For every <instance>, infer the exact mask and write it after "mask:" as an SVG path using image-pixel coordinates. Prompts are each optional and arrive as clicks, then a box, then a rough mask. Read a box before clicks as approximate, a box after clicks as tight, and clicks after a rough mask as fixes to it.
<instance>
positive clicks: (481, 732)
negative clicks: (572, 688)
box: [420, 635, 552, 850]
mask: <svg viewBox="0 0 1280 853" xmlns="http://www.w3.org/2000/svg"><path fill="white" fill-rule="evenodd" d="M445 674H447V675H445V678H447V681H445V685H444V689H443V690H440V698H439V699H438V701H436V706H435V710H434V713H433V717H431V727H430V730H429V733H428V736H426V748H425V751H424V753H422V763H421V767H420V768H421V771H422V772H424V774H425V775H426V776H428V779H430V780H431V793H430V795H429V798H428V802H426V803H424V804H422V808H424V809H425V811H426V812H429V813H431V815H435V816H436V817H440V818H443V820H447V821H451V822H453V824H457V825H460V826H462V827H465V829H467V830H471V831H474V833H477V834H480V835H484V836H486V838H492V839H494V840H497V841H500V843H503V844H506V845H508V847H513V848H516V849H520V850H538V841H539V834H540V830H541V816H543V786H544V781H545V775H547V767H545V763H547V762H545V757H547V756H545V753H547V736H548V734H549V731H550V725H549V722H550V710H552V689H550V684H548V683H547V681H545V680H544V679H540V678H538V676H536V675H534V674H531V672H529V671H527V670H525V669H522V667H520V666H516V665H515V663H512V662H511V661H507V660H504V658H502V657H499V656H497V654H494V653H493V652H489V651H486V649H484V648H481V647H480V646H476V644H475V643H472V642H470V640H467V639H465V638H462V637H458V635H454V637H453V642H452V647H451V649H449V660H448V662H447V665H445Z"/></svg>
□ □ □ □ □
Produce an identical printout of the material above.

### ANSWER TO THE EXERCISE
For every <instance>, infer the exact mask and write it after "mask:" as an SVG path using image-pixel coordinates. Prompts are each optional and arrive as clicks, then a box, then a rough mask. Read a box before clicks as approximate, a box after clicks as tight, and clicks after a rough mask as fixes to it.
<instance>
positive clicks: (481, 732)
negative clicks: (572, 688)
box: [420, 635, 552, 850]
mask: <svg viewBox="0 0 1280 853" xmlns="http://www.w3.org/2000/svg"><path fill="white" fill-rule="evenodd" d="M445 674H447V675H445V678H447V681H445V685H444V689H443V690H440V698H439V699H438V701H436V706H435V710H434V713H433V717H431V727H430V730H429V733H428V736H426V748H425V751H424V753H422V763H421V767H420V768H421V771H422V772H424V774H425V775H426V776H428V779H430V780H431V793H430V795H429V798H428V802H426V803H424V804H422V808H424V809H425V811H426V812H429V813H431V815H435V816H436V817H440V818H443V820H447V821H451V822H453V824H457V825H460V826H462V827H465V829H467V830H471V831H474V833H477V834H480V835H484V836H486V838H492V839H494V840H497V841H500V843H503V844H506V845H508V847H513V848H516V849H520V850H538V841H539V834H540V830H541V816H543V786H544V781H545V775H547V767H545V763H547V762H545V757H547V756H545V753H547V736H548V734H549V731H550V725H549V722H550V710H552V689H550V684H548V683H547V681H545V680H544V679H540V678H538V676H536V675H534V674H531V672H529V671H527V670H525V669H522V667H520V666H516V665H515V663H512V662H511V661H507V660H504V658H502V657H499V656H497V654H494V653H493V652H489V651H486V649H484V648H481V647H480V646H476V644H475V643H472V642H470V640H467V639H465V638H462V637H458V635H454V637H453V642H452V647H451V649H449V660H448V662H447V665H445Z"/></svg>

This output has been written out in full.